ENTRIES PROVIDED ▸
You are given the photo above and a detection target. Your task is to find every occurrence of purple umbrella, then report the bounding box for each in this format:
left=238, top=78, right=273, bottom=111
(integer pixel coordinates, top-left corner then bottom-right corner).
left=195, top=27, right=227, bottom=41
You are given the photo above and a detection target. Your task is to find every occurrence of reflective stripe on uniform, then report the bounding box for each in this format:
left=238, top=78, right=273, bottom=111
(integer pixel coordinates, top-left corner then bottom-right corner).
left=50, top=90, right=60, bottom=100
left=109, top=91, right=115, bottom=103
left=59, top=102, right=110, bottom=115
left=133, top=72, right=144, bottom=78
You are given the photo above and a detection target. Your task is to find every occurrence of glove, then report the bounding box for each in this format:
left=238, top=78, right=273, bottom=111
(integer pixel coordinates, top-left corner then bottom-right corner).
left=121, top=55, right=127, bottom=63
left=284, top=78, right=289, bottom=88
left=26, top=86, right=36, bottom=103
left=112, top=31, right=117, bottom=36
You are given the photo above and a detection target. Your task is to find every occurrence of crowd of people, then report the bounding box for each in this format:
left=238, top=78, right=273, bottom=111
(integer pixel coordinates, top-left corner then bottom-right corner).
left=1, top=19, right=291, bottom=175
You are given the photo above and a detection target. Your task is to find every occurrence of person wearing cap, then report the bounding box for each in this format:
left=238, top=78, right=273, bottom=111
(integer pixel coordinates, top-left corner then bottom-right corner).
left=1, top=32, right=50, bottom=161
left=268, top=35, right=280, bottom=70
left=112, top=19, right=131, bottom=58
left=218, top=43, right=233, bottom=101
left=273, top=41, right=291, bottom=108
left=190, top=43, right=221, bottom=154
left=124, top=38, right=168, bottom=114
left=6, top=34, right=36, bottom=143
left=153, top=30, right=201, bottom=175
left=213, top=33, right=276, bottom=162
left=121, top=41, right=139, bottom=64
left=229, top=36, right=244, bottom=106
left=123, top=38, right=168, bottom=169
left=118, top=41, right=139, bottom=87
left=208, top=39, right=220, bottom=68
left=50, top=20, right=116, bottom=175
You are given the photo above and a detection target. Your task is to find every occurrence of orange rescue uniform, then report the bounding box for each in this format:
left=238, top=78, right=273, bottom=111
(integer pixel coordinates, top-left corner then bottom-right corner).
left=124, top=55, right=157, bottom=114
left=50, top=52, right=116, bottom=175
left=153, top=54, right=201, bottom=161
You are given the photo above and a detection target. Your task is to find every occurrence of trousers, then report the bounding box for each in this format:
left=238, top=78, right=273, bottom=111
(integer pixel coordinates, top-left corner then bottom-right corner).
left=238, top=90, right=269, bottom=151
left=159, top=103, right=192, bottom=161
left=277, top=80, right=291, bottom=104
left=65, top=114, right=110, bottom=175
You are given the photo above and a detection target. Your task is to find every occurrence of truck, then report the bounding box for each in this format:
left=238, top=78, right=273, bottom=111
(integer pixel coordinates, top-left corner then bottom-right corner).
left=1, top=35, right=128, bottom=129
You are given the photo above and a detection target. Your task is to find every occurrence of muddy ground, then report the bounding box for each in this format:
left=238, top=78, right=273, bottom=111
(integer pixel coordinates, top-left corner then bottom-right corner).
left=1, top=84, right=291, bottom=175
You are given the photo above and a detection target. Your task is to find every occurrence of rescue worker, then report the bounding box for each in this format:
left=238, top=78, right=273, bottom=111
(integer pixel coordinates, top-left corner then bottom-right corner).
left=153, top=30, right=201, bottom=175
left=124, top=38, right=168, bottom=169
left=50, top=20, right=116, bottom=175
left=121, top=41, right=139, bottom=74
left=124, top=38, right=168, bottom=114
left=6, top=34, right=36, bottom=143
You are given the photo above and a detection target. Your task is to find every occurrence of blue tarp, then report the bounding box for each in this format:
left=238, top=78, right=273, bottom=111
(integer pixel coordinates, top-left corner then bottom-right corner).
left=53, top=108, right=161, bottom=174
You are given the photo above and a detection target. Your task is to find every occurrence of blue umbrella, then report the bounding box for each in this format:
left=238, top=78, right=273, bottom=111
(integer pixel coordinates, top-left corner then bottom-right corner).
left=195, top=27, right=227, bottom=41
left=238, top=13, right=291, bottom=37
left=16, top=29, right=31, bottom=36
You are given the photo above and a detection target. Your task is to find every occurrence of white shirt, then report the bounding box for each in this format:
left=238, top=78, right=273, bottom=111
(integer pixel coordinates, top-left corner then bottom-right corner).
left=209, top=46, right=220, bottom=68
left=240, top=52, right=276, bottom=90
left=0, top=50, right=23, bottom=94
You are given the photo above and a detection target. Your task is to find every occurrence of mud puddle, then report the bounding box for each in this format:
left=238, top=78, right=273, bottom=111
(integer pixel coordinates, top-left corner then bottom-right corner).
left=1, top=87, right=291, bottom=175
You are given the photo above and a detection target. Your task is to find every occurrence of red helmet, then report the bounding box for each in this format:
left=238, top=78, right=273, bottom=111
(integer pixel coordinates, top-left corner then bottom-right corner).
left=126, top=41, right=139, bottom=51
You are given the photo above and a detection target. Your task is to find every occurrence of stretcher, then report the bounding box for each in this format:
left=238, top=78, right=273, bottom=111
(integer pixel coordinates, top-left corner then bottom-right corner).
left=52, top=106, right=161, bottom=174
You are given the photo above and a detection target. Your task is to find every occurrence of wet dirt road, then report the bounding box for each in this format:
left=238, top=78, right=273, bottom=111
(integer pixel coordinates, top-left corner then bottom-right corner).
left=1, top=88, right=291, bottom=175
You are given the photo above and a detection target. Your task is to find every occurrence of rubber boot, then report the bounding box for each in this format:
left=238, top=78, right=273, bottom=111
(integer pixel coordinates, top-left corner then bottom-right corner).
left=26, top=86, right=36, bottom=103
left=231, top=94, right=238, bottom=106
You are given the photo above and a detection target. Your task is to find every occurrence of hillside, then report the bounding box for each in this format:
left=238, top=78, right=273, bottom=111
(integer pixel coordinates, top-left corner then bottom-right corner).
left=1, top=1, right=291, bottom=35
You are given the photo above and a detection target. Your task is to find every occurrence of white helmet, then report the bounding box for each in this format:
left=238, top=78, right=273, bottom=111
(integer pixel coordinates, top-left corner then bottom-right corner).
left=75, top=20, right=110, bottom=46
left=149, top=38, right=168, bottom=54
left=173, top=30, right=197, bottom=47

WRITTEN INSTRUCTION ▸ Rewrite the entire listing with "detection target" replaced by "search term" wherever it occurs, keeping everything else the same.

EXPECTED ANSWER ▸
You are given the photo above and a search term. Your task is to find every occurrence of purple umbrella, then report the bounding box for each in this format:
left=238, top=78, right=273, bottom=111
(integer pixel coordinates, top-left corner then bottom-right corner).
left=195, top=27, right=227, bottom=41
You are given the photo above and a search term. Your task is to find every occurrence of reflective stripe on uniform, then report the bounding box for each in this format:
left=238, top=78, right=273, bottom=111
(integer pixel coordinates, top-left corner then bottom-right corner).
left=50, top=90, right=60, bottom=100
left=109, top=91, right=115, bottom=103
left=59, top=102, right=110, bottom=115
left=133, top=72, right=144, bottom=78
You are given the photo above and a search term. Your task is to find every occurrence of glove, then report the bounding box for each in this format:
left=238, top=78, right=273, bottom=111
(integer pixel coordinates, top-left corner then bottom-right corner).
left=121, top=55, right=127, bottom=63
left=284, top=78, right=289, bottom=88
left=26, top=86, right=36, bottom=103
left=112, top=31, right=117, bottom=36
You are given the photo above and a search term. Your task is to find every occurrence of crowd of people, then report the bounding box for each in this format:
left=238, top=78, right=273, bottom=111
(integer pixel coordinates, top-left corner then bottom-right corner).
left=1, top=19, right=291, bottom=175
You are given the photo above and a search term. Your task is to find every occurrence of person wearing cap, then report the bounding box for each in this format:
left=238, top=78, right=273, bottom=111
(integer pixel coordinates, top-left corner then bottom-right corner).
left=1, top=32, right=50, bottom=161
left=268, top=35, right=280, bottom=70
left=112, top=19, right=131, bottom=58
left=218, top=43, right=233, bottom=101
left=273, top=41, right=291, bottom=108
left=190, top=43, right=221, bottom=154
left=124, top=38, right=168, bottom=114
left=6, top=34, right=36, bottom=143
left=153, top=30, right=201, bottom=175
left=213, top=33, right=276, bottom=162
left=121, top=41, right=139, bottom=64
left=229, top=36, right=244, bottom=106
left=123, top=38, right=168, bottom=169
left=118, top=41, right=139, bottom=87
left=208, top=39, right=220, bottom=68
left=50, top=20, right=116, bottom=175
You are given the photo above and a search term. Your task is to find every occurrence of orange rescue uniform, then report the bounding box for each in this format:
left=238, top=78, right=273, bottom=111
(integer pixel coordinates, top-left corner then bottom-right corner).
left=124, top=55, right=157, bottom=114
left=50, top=52, right=116, bottom=175
left=153, top=54, right=201, bottom=161
You are given the photo above and a search term. Your task is to find every occurrence of trousers, then report the bounding box for each in this format:
left=238, top=78, right=273, bottom=111
(integer pixel coordinates, top-left corner then bottom-right corner).
left=238, top=90, right=269, bottom=151
left=159, top=103, right=192, bottom=161
left=277, top=80, right=291, bottom=104
left=65, top=114, right=110, bottom=175
You are given the photo above and a search term. Your task is to find every occurrence of truck, then report the bounding box for each in this format:
left=238, top=78, right=273, bottom=111
(integer pixel coordinates, top-left corner then bottom-right corner).
left=1, top=35, right=128, bottom=129
You are given the photo above and a search term. Your task is to find every occurrence of muddy ground, then report the bounding box for each in this format:
left=238, top=78, right=273, bottom=111
(integer pixel coordinates, top-left corner then bottom-right corner).
left=1, top=84, right=291, bottom=175
You are given the photo above and a search term. Your task is to find every occurrence of rescue worker, then report the bounding box for each in this format:
left=238, top=78, right=273, bottom=111
(integer pixel coordinates, top-left corner then bottom-right corner).
left=153, top=30, right=201, bottom=175
left=124, top=38, right=168, bottom=169
left=50, top=20, right=116, bottom=175
left=121, top=41, right=139, bottom=74
left=124, top=38, right=168, bottom=114
left=6, top=34, right=36, bottom=143
You are given the photo above and a search term. Your task is to find every occurrence of blue tarp, then report the bounding box for each in this format:
left=238, top=78, right=273, bottom=111
(integer pixel coordinates, top-left corner then bottom-right corner).
left=53, top=108, right=161, bottom=174
You are given the photo above and a search term. Your task is to find every occurrence of blue umbrella, then report the bounding box for each in this format:
left=238, top=78, right=273, bottom=111
(integer pixel coordinates, top-left corner then bottom-right corner).
left=195, top=27, right=227, bottom=41
left=238, top=13, right=291, bottom=37
left=16, top=29, right=31, bottom=36
You are given the photo above and a search term. Your task is to find every occurrence of white shirt, then report the bounding box for each in this format:
left=238, top=78, right=273, bottom=111
(integer pixel coordinates, top-left corner then bottom-right corner).
left=209, top=46, right=220, bottom=68
left=240, top=52, right=276, bottom=90
left=0, top=50, right=23, bottom=94
You are given the photo above and a search term. Your task is to find every occurrence of mud puddle, then report the bounding box for each in this format:
left=238, top=78, right=273, bottom=111
(integer pixel coordinates, top-left corner then bottom-right corner).
left=1, top=87, right=291, bottom=175
You are given the photo above and a search term. Your task is to find every occurrence of red helmet, then report the bounding box for each in this format:
left=238, top=78, right=273, bottom=111
(integer pixel coordinates, top-left corner then bottom-right corner).
left=126, top=41, right=139, bottom=51
You are given the photo above and a search term. Your task is to find every occurrence of stretcher, then report the bounding box for each in this format:
left=238, top=78, right=273, bottom=111
(integer pixel coordinates, top-left corner then bottom-right corner).
left=52, top=106, right=161, bottom=174
You are given the photo above and a search term. Your task is to find every occurrence of wet dirt road, then report the bounding box for each in this format:
left=238, top=78, right=273, bottom=111
(integer pixel coordinates, top-left corner then bottom-right corner).
left=1, top=88, right=291, bottom=175
You are given the photo above and a search term. Your task is to find every occurrence of rubber boot, then report the bounding box for each in this format:
left=238, top=78, right=273, bottom=111
(integer pixel coordinates, top-left corner then bottom-right corner).
left=26, top=86, right=36, bottom=103
left=231, top=94, right=238, bottom=106
You are given the photo above and a search term. Your task is to find every occurrence of hillside, then report the bounding box for each in this format:
left=238, top=78, right=273, bottom=111
(integer pixel coordinates, top-left corner then bottom-right corner).
left=1, top=1, right=291, bottom=35
You are given the photo above and a search term. Your task is to find every occurrence of white helmet, then report the bounding box for each in this format:
left=238, top=78, right=273, bottom=111
(integer pixel coordinates, top-left corner then bottom-right corner).
left=75, top=20, right=110, bottom=46
left=149, top=38, right=168, bottom=54
left=173, top=30, right=197, bottom=47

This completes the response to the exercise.